Cali, Colombia’s third-largest city, is facing a sharp surge in cocaine trafficking and gang warfare that left more than 1,100 people murdered over the past year. Bodies have been found mutilated in parts of the city, and residents in poor neighborhoods say clashes over local drug markets have become part of daily life. A community activist, Wilson Muñoz, said, “Drugs are behind everything here.”
The violence is tied to a record coca harvest that has expanded cocaine supply and driven prices low enough for many residents in poor areas to buy the drug. Cali sits between coca-growing regions in Cauca, south of the city, and Pacific trafficking routes that move large shipments toward the United States and Europe, making it a natural hub for dirty money, smuggling and killings. Police say rural armed groups do not operate directly inside the city, but subcontract local street gangs for sales, extortion and assassinations, a method Police Chief Gen. Herbert Benavides called “outsourcing.”
Authorities have stepped up raids, including one operation in which more than 200 officers stormed a gang known as the Monarcas, arresting 23 suspects. Still, the cartels have adopted more advanced tools, including explosive drones and newer assault rifles. Mayor Alejandro Eder said his forces have foiled some drone attacks inside the city, but warned more attempts are likely, saying the goal is to distract the army and keep drugs moving toward the Pacific coast.
The crisis is also shaping national politics ahead of presidential elections in about a week and a half. Fear of the armed gangs has helped conservative lawyer and pro-Israel candidate Abelardo de la Espriella rise in the polls; he is promising a hard crackdown on trafficking networks and maximum-security prisons in the Amazon. Cali’s history shows the scale of the challenge, after more than 2,000 murders a year in the 1990s, when the Cali cartel controlled about 80% of cocaine bound for the United States. City leaders have also increased police strength by 14%, boosted spending on cameras, vehicles and prevention programs by 30%, and expanded social projects such as “On the Right Path,” which offers counseling, study and job training to at-risk youth and former gang members.

_AIM OF THE EXERCISE_
Update the text on Cali's drug violence: restate everything from "The crisis is" down to "former gang members.", putting "high-security prisons" in place of "maximum-security prisons".

_ENTRIES SHOWN_

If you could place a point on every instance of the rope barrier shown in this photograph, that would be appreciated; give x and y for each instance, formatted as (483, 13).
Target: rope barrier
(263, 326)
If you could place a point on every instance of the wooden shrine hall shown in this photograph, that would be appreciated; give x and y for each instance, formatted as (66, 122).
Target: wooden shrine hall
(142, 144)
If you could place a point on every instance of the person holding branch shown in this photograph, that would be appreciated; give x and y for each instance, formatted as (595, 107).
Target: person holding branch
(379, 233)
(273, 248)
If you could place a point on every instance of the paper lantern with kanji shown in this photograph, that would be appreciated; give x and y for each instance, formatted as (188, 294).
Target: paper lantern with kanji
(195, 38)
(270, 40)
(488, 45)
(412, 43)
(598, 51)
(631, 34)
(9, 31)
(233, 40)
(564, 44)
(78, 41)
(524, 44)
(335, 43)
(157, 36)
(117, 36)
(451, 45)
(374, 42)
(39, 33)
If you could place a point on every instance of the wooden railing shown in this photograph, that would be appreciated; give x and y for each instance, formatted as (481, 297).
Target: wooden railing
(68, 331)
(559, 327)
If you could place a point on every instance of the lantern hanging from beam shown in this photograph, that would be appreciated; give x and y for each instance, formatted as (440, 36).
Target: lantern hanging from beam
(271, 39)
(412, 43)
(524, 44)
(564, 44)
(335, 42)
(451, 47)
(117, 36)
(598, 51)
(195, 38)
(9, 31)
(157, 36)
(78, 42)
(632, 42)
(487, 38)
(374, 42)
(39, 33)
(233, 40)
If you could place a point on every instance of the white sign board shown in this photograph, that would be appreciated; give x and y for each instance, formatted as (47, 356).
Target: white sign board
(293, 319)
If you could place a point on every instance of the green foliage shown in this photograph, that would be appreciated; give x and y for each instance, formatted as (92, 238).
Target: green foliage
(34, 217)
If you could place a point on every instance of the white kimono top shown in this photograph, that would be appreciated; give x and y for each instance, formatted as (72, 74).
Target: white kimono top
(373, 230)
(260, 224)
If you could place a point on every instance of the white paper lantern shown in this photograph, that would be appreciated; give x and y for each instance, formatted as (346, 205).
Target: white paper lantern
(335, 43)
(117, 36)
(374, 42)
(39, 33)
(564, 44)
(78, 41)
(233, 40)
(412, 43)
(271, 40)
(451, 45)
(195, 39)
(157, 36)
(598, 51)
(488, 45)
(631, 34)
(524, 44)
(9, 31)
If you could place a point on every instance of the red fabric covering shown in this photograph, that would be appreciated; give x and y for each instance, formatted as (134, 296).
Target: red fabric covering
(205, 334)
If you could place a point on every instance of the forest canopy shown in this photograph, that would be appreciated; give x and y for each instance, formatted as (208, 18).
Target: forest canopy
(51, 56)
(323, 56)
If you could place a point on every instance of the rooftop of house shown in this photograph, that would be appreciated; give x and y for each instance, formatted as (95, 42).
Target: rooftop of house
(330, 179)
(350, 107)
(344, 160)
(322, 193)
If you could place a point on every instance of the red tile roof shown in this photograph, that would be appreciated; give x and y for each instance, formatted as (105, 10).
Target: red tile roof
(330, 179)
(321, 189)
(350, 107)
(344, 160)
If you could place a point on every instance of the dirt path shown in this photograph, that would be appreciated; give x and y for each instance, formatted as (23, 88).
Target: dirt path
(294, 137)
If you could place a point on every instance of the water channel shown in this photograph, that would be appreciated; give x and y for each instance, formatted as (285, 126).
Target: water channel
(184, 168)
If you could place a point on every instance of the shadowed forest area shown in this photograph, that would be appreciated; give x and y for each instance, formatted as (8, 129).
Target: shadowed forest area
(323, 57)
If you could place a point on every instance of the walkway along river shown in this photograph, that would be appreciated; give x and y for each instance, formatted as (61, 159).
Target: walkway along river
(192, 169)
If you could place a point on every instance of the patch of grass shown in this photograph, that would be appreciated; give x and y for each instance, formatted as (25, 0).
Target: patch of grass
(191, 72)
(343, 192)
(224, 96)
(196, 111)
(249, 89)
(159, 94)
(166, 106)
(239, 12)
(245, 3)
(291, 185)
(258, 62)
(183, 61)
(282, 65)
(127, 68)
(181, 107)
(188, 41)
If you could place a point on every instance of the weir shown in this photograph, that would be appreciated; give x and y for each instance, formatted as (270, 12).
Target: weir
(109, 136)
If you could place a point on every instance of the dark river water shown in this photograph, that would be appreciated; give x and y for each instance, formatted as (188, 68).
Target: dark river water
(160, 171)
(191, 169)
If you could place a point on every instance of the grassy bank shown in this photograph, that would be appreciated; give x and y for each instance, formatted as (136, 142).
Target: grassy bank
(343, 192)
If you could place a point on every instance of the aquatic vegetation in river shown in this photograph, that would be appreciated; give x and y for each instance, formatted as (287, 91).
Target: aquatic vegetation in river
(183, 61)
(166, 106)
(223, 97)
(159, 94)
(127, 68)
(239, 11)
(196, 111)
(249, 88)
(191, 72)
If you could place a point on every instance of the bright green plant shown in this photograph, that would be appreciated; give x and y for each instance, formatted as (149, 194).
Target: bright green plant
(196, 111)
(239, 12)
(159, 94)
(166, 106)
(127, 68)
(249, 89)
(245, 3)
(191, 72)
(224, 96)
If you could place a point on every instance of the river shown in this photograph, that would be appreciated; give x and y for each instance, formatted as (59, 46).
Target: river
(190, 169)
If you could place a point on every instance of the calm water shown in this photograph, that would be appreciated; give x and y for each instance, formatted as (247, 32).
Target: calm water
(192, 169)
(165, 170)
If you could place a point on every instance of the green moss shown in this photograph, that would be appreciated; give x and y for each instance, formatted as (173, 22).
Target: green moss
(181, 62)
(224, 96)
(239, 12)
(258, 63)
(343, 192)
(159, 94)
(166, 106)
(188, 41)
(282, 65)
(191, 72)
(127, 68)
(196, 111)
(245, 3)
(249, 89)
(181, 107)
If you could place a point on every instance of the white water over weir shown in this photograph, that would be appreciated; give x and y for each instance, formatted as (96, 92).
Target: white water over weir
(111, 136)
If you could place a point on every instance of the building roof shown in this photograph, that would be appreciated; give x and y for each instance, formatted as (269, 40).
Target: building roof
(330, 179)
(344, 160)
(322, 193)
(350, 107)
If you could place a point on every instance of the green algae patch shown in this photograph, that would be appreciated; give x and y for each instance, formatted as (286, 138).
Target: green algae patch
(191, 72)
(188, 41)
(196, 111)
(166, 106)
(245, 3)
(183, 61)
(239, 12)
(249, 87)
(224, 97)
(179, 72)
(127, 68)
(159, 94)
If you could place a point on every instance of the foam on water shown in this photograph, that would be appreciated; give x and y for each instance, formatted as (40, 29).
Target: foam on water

_PROBLEM SOLUTION_
The crisis is also shaping national politics ahead of presidential elections in about a week and a half. Fear of the armed gangs has helped conservative lawyer and pro-Israel candidate Abelardo de la Espriella rise in the polls; he is promising a hard crackdown on trafficking networks and high-security prisons in the Amazon. Cali’s history shows the scale of the challenge, after more than 2,000 murders a year in the 1990s, when the Cali cartel controlled about 80% of cocaine bound for the United States. City leaders have also increased police strength by 14%, boosted spending on cameras, vehicles and prevention programs by 30%, and expanded social projects such as “On the Right Path,” which offers counseling, study and job training to at-risk youth and former gang members.